TEXT EXCERPT:
7. The hijacking and stuffing of ballot boxes for 17 polling locations totalling 10,556 electors did not cast their votes are summarised at [56] of the ruling on objection to competency.
8. The four ballot boxes from Aboda Ward, Ibia Ward, Puti Ward and Usa Ward where votes were cast legally, were abandoned at Kagua Police Station affecting 2,495 votes are summarised at [58] of the ruling on objection to competency.
Hijacking and illegal marking of ballot boxes for Beriwai Ward, Keba Ward, Sirigi Ward and Saposa Ward
9. The Court notes that the petitioner did not tender evidence and make submissions in relation to this ground and the first respondent
submits that it be dismissed because no evidence has been tendered to prove the allegation. I uphold the first respondent’s
submissions for the reason he has given and dismiss this ground forthwith.
Hijacking and stuffing of ballot boxes for 17 polling locations
10. The petitioner relies on the act of hijacking ballot-boxes as being an offence under Section 191(14) of the Organic Law on Elections and the act of stuffing the ballot-boxes as an offence under Section 110(1) of the Criminal Code. Section 110(1) states:
“A person who places, or is privy to placing, in a ballot-box a ballot-papers that has not been lawfully handed to and marked by an elector is guilty of a crime.”
11. There is no contest between the parties and there will be a finding that ballot boxes for 17 polling locations were hijacked and stuffed with ballot papers not marked by electors. The 17 ballot boxes for these polling locations are:
(a) Iamorubi
(b) Kopere
(c) Erave Station
(d) Koyari
(e) Tiabili
(f) Kerabi
(g) Menagiri
(h) Marorogo
(i) Waro
(j) Besaboru 1
(k) Besaboru 2
(l) Pawabi 1
(m) Pawabi 2
(n) Sau
(o) Pobu Worok 1
(p) Pobu Worok 2
(q) Nias/Somere Sawmill
12. These 17 ballot boxes were excluded from counting by the Returning Officer because they were hijacked and contained ballot papers that were not marked by electors. As to who was responsible for the hijacking and stuffing of the ballot box with illegally marked ballot papers, there is eyewitness account by Vincent Roy in his affidavit (exhibit 28) and supported by Seth Painaki (exhibit 34) and Albert Wens Heleve (exhibit 36) that Topa Mata and his supporters hijacked these ballot boxes and ballot papers were marked by people who were not electors and stuffed into these ballot boxes.
13. The respondents did not cross-examine Vincent Roy in relation to his account on the hijacking and stuffing of these ballot boxes for the 17 Wards for Erave LLG and his account is unchallenged. His account is further corroborated by the Assistant Returning Officer for Erave LLG Seth Painaki in his letter to the Provincial Manager of Southern Highlands Province dated 14 July 2022 which may be found in exhibit 6 where this witness describes how these ballot boxes were hijacked by Topa Mata and his supporters. This letter did not include the last page of the letter which included the list of 17 ballot papers and the polling wards under the heading “Wards Affected by Hijacking/Tempering (sic)”. When Seth Painaki gave an oral account for the petitioner, he said that the letter from him to the Provincial Election Manager included the last page which contained the list of 15 ballot boxes (exhibit 32).

INSTRUCTIONS FOR THE TASK: Write out the passage of the court ruling starting with "Hijacking and illegal" and going on through "this ground forthwith.". The material has no connection to the court ruling above.

EXTRACTED DATA:
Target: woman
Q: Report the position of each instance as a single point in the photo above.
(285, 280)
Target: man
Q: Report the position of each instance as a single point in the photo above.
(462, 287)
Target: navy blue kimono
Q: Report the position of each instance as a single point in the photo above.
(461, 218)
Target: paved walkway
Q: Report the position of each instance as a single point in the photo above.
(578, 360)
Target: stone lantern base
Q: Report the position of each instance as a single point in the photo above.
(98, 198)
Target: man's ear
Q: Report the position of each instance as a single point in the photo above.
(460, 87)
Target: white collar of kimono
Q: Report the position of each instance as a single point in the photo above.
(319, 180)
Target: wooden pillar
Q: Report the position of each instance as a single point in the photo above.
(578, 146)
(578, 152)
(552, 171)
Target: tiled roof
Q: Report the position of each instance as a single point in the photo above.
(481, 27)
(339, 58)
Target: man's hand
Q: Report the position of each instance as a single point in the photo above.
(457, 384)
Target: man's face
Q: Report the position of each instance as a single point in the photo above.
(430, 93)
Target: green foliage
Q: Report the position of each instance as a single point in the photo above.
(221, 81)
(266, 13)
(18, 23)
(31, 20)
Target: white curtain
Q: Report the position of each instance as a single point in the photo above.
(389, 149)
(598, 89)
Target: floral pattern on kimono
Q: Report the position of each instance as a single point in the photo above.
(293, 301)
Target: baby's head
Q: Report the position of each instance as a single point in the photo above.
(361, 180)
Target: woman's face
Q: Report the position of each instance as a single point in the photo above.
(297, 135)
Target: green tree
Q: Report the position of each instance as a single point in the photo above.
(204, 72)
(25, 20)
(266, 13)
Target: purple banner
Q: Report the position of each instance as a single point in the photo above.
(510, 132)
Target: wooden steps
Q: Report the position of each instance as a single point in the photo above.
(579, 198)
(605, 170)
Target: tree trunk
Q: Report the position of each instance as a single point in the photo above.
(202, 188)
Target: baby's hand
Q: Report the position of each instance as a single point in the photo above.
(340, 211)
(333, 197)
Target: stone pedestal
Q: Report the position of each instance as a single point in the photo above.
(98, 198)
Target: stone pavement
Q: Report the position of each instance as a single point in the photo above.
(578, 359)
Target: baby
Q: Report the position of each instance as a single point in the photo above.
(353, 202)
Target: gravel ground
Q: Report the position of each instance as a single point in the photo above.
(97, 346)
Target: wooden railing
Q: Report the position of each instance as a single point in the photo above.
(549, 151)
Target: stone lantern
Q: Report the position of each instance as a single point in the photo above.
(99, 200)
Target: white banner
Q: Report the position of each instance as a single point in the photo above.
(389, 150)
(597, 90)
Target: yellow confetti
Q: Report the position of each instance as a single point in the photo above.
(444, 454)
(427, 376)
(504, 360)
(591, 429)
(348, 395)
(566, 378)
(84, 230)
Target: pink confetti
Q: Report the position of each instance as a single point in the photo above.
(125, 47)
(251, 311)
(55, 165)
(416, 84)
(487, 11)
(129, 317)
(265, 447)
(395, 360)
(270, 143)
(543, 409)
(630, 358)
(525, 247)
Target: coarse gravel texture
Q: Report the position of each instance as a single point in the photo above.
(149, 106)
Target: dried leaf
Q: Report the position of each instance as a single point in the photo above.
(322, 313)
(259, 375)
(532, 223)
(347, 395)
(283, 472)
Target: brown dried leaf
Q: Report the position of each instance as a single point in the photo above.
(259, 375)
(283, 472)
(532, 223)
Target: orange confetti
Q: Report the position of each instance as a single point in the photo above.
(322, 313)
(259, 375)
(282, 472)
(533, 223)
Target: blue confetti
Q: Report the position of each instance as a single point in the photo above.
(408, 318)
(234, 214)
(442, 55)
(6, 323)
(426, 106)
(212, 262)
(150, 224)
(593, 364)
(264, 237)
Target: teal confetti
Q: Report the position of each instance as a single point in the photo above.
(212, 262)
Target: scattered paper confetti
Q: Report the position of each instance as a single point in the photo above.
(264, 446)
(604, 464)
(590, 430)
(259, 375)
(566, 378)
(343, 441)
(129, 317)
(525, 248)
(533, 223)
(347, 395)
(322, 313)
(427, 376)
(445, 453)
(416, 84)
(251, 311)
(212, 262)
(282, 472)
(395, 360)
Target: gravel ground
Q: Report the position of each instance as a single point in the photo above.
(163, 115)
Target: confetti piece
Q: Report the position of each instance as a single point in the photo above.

RIGHT ANSWER:
Hijacking and illegal marking of ballot boxes for Beriwai Ward, Keba Ward, Sirigi Ward and Saposa Ward
9. The Court notes that the petitioner did not tender evidence and make submissions in relation to this ground and the first respondent
submits that it be dismissed because no evidence has been tendered to prove the allegation. I uphold the first respondent’s
submissions for the reason he has given and dismiss this ground forthwith.